%%
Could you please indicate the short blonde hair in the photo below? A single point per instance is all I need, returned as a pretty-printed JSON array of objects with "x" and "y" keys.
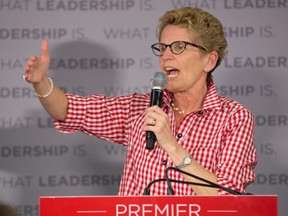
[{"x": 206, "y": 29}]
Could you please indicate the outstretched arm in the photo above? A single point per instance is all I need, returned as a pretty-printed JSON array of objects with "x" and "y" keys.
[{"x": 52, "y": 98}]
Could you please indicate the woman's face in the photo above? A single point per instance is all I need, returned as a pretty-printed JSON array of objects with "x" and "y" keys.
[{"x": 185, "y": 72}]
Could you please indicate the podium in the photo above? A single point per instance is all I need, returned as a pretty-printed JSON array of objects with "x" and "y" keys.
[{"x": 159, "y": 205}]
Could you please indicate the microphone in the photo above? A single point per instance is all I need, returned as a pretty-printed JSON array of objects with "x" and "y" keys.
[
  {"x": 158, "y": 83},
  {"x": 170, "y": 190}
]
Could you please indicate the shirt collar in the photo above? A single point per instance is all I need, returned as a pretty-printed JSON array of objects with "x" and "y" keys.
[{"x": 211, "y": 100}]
%%
%%
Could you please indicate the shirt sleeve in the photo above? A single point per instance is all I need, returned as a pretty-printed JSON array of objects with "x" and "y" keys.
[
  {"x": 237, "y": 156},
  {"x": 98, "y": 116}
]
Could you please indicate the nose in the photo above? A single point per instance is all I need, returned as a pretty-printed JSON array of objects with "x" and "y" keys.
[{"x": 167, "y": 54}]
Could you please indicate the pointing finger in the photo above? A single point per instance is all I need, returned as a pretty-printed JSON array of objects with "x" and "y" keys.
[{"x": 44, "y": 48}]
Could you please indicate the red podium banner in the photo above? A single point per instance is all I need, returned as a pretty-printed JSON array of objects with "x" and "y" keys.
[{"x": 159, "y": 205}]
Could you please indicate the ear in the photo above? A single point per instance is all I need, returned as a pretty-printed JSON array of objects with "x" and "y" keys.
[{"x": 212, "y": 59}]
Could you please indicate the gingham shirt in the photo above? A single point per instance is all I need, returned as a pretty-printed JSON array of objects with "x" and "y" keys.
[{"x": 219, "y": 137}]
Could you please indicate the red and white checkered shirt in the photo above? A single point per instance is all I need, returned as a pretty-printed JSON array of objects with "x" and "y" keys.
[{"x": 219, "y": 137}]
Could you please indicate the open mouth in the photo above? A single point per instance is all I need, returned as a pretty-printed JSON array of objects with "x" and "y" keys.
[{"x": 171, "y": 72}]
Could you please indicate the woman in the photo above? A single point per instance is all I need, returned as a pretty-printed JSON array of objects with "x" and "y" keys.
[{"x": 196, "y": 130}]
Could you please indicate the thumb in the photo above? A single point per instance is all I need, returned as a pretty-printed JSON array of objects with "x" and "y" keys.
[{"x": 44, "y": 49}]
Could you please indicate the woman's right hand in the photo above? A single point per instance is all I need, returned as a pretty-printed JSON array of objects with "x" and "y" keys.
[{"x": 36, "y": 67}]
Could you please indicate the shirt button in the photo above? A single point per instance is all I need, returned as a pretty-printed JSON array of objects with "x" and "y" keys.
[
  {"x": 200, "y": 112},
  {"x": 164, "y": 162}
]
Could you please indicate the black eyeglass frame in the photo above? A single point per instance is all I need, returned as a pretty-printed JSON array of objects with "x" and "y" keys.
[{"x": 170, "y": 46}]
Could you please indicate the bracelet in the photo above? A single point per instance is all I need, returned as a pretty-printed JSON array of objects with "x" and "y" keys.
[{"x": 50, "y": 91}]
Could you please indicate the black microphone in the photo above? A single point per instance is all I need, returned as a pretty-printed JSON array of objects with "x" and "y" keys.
%%
%%
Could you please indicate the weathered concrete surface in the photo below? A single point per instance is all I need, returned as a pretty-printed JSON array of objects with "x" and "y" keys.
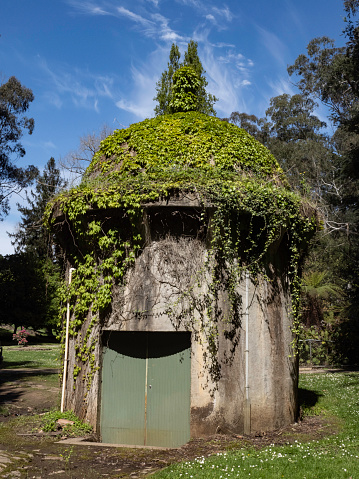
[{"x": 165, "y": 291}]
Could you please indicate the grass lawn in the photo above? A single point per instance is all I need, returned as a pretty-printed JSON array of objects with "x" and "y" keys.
%%
> Direction:
Identify every line in the records above that contains the string "below", and copy each of those lines in full. Case counts.

> Completed exercise:
Could you please indicate the short blonde hair in the photo below? A single point per instance is all I need, returned as a pretty-printed JSON array of objects with "x" and "y" keys.
Could you please indicate the weathered concrete surface in the photo below? A single point per instance is all I need, returned as a pretty-printed JSON array of objects with "x" and "y" keys.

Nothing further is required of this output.